== Task ==
Using the records below, reproduce exactly the lines from the one containing "blue football jersey -> outline each instance" through the end, and nothing more; skip the images.

== Data ==
________

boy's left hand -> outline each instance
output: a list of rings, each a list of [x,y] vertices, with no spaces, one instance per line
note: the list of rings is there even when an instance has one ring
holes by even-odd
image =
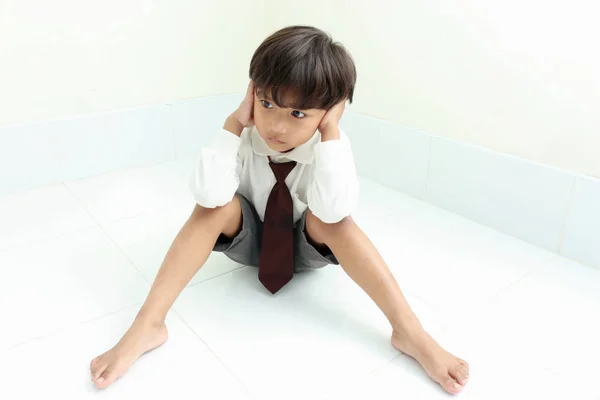
[[[331,107],[319,123],[319,132],[321,132],[321,140],[336,140],[340,138],[339,123],[346,108],[346,99],[340,101],[335,106]]]

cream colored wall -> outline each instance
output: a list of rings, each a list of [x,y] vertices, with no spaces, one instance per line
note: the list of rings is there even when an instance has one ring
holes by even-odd
[[[243,92],[262,0],[2,0],[0,127]]]
[[[354,110],[600,176],[594,4],[4,0],[0,127],[243,93],[260,41],[303,23],[353,53]]]
[[[600,176],[596,4],[266,0],[265,34],[310,24],[343,42],[355,111]]]

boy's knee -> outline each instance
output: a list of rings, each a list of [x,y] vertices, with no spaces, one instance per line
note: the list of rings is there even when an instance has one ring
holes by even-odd
[[[234,196],[224,206],[215,208],[207,208],[196,204],[190,220],[201,220],[227,236],[235,236],[241,227],[242,205],[237,196]]]
[[[321,221],[312,211],[308,210],[306,213],[306,231],[310,238],[319,244],[326,244],[329,238],[339,234],[341,230],[347,229],[353,222],[352,217],[347,216],[339,222],[328,224]]]

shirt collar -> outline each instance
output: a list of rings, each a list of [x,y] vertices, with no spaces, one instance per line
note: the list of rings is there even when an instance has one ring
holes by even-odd
[[[286,158],[288,160],[296,161],[300,164],[310,164],[314,158],[313,147],[321,140],[321,133],[316,131],[315,134],[304,144],[296,147],[290,152],[280,153],[269,147],[267,142],[260,136],[256,127],[252,127],[250,131],[250,141],[252,144],[252,150],[259,156],[271,156],[275,160]]]

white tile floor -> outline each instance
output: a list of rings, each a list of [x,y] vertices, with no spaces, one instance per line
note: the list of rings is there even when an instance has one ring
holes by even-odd
[[[339,267],[276,296],[213,254],[170,339],[106,391],[125,332],[192,209],[191,161],[0,198],[0,398],[449,398],[389,344]],[[465,399],[600,399],[600,271],[362,181],[355,219],[427,329],[471,364]]]

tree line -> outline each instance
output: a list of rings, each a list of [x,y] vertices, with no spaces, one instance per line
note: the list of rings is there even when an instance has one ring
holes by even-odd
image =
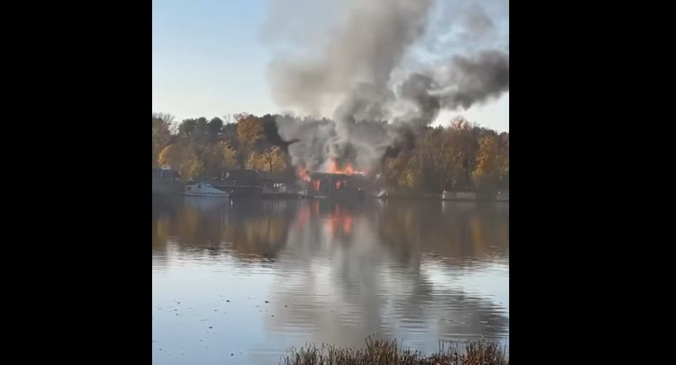
[[[296,172],[287,153],[289,142],[277,134],[277,117],[243,113],[175,122],[154,113],[153,167],[169,166],[189,179],[242,167],[290,178]],[[384,157],[374,173],[383,187],[411,192],[508,189],[509,134],[455,118],[446,127],[425,129],[412,148]]]

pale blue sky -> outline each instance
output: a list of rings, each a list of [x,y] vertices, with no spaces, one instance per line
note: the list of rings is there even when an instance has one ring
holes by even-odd
[[[267,0],[153,0],[153,111],[176,120],[282,112],[265,79],[270,53],[259,38]],[[509,95],[462,115],[509,130]]]

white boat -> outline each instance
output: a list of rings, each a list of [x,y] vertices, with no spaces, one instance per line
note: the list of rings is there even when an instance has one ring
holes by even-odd
[[[210,196],[213,198],[229,198],[230,194],[226,191],[218,190],[210,184],[199,182],[194,185],[186,185],[183,190],[183,195],[186,196]]]

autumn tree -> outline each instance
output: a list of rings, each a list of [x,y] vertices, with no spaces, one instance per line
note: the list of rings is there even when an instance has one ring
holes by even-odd
[[[189,148],[170,144],[160,153],[158,162],[178,171],[184,179],[196,179],[204,174],[204,162]]]
[[[265,148],[259,158],[261,169],[267,169],[270,174],[282,172],[287,168],[285,157],[286,154],[277,146]]]
[[[477,167],[472,177],[480,190],[491,190],[496,186],[497,147],[497,139],[492,136],[485,136],[479,141]]]
[[[185,163],[187,157],[185,148],[178,144],[170,144],[160,153],[158,162],[160,166],[168,166],[179,171]]]
[[[263,137],[263,126],[256,116],[241,113],[235,115],[237,121],[237,138],[243,147],[250,148]]]
[[[171,142],[174,117],[168,114],[153,113],[153,167],[157,166],[160,152]]]

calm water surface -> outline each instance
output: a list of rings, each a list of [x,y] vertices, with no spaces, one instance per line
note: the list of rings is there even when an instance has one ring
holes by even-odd
[[[508,203],[154,199],[153,364],[508,333]]]

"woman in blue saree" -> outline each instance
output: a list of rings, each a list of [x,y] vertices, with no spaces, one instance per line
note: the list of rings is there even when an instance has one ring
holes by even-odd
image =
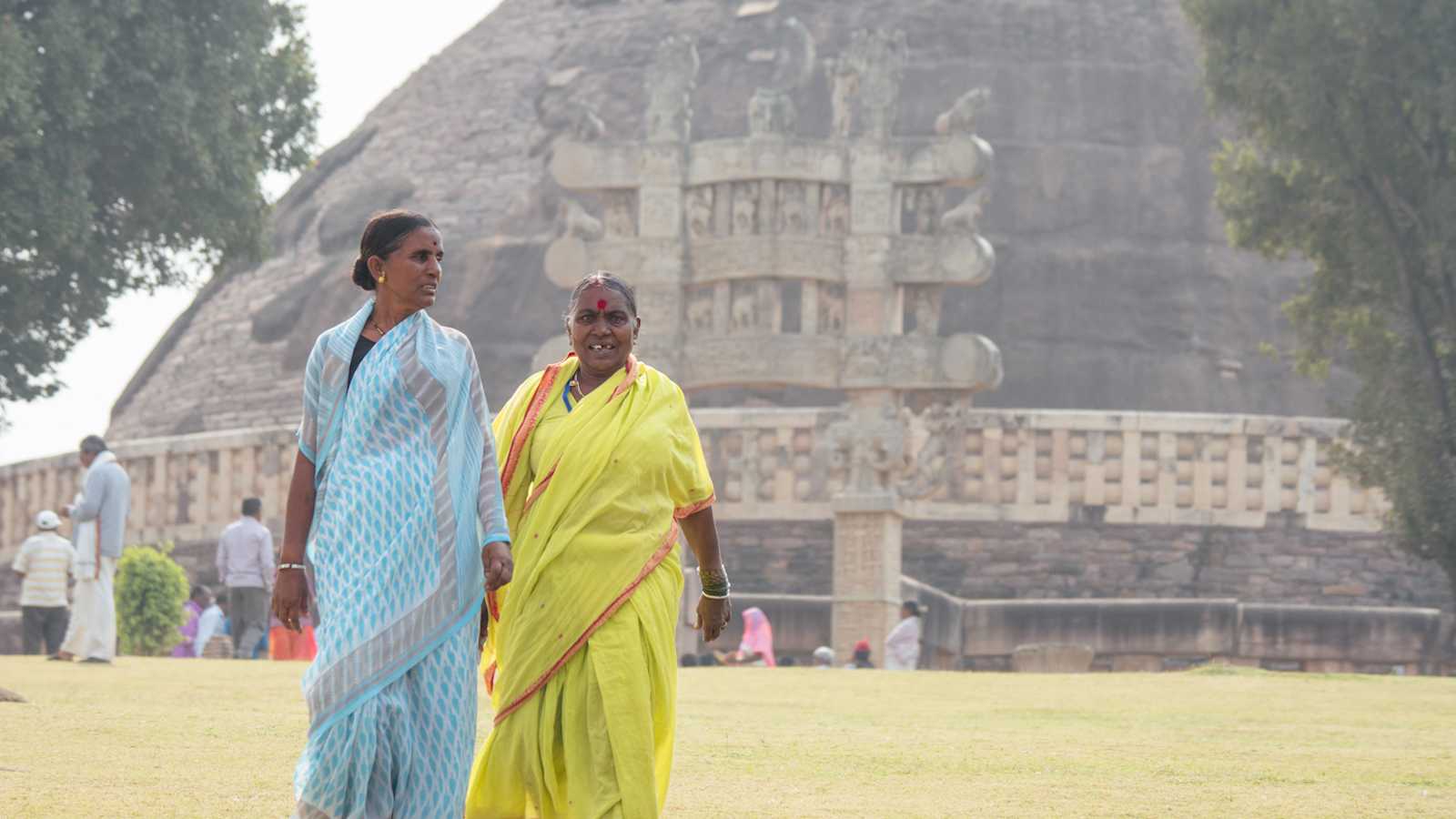
[[[285,628],[317,624],[296,816],[463,812],[480,606],[513,565],[475,351],[425,313],[443,259],[424,216],[370,220],[354,281],[374,297],[304,372],[274,593]]]

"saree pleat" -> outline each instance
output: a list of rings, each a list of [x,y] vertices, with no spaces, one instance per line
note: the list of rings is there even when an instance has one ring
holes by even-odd
[[[712,482],[665,376],[629,360],[562,415],[550,401],[575,361],[556,367],[496,417],[517,574],[492,609],[496,717],[466,816],[657,816],[676,727],[674,513],[709,503]]]

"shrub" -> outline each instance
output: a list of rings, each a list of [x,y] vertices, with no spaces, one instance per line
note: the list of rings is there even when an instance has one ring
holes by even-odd
[[[172,544],[127,546],[116,561],[116,632],[122,654],[166,654],[182,635],[186,571]]]

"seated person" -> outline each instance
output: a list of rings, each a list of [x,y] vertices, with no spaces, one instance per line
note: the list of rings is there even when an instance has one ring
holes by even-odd
[[[743,641],[737,651],[713,651],[718,662],[725,666],[769,666],[778,665],[773,659],[773,627],[769,625],[769,615],[754,606],[743,612]]]

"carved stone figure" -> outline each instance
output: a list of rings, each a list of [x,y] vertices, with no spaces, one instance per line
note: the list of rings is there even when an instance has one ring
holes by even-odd
[[[729,290],[728,322],[732,332],[776,332],[779,325],[779,283],[772,280],[734,281]]]
[[[687,326],[695,331],[713,329],[713,286],[695,287],[687,294]]]
[[[910,446],[907,468],[898,482],[901,497],[922,500],[952,482],[951,453],[965,434],[965,418],[946,404],[932,404],[919,417],[906,411]]]
[[[601,194],[601,220],[609,239],[636,236],[636,191],[606,191]]]
[[[792,93],[814,77],[814,36],[798,19],[782,23],[776,16],[764,17],[773,38],[773,77],[748,99],[748,133],[792,134],[798,119]]]
[[[941,188],[926,185],[916,195],[914,232],[922,236],[935,233],[936,217],[941,216]]]
[[[828,105],[831,114],[828,134],[836,140],[847,140],[855,128],[855,96],[859,93],[859,74],[846,57],[824,61],[830,76]]]
[[[802,236],[810,230],[804,182],[779,182],[779,233]]]
[[[756,281],[734,281],[728,303],[728,321],[734,332],[747,332],[759,326],[759,289]]]
[[[820,235],[821,236],[849,235],[847,187],[824,185],[823,204],[820,205]]]
[[[582,242],[601,239],[601,220],[587,213],[587,208],[581,207],[575,200],[562,200],[561,216],[566,227],[566,236],[581,239]]]
[[[858,418],[830,427],[830,465],[844,474],[849,494],[894,491],[906,469],[906,426],[893,407],[853,411]]]
[[[693,89],[697,87],[693,41],[673,35],[658,44],[645,85],[648,141],[686,141],[693,119]]]
[[[840,57],[839,71],[856,76],[855,92],[859,103],[860,131],[871,138],[890,137],[895,119],[900,82],[904,79],[909,47],[903,31],[866,31],[853,34],[849,48]]]
[[[941,287],[906,287],[906,335],[936,335],[941,331]]]
[[[935,133],[941,136],[974,134],[976,115],[986,108],[990,98],[990,89],[983,87],[962,93],[951,108],[935,118]]]
[[[839,334],[844,331],[844,286],[818,286],[818,331],[824,334]]]
[[[885,337],[852,337],[844,345],[846,379],[878,379],[888,366],[890,340]]]
[[[900,189],[900,232],[919,236],[935,233],[941,210],[936,185],[906,185]]]
[[[713,235],[712,185],[699,185],[687,192],[687,232],[695,239]]]
[[[734,182],[732,185],[732,233],[748,236],[759,232],[759,184]]]
[[[961,204],[952,207],[941,216],[941,232],[960,235],[978,233],[981,210],[986,207],[987,198],[990,198],[989,189],[980,188],[973,191],[961,200]]]

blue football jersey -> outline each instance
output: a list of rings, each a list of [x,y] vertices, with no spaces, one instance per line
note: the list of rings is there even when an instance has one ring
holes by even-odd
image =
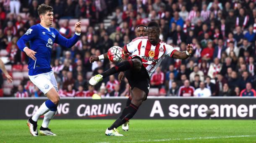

________

== Final result ==
blue football jersey -> outline each instance
output: a list of rings, each a list of [x,y] vertices, with no spaces, one instance per line
note: the list of rings is there even when an instance has one ring
holes by even-odd
image =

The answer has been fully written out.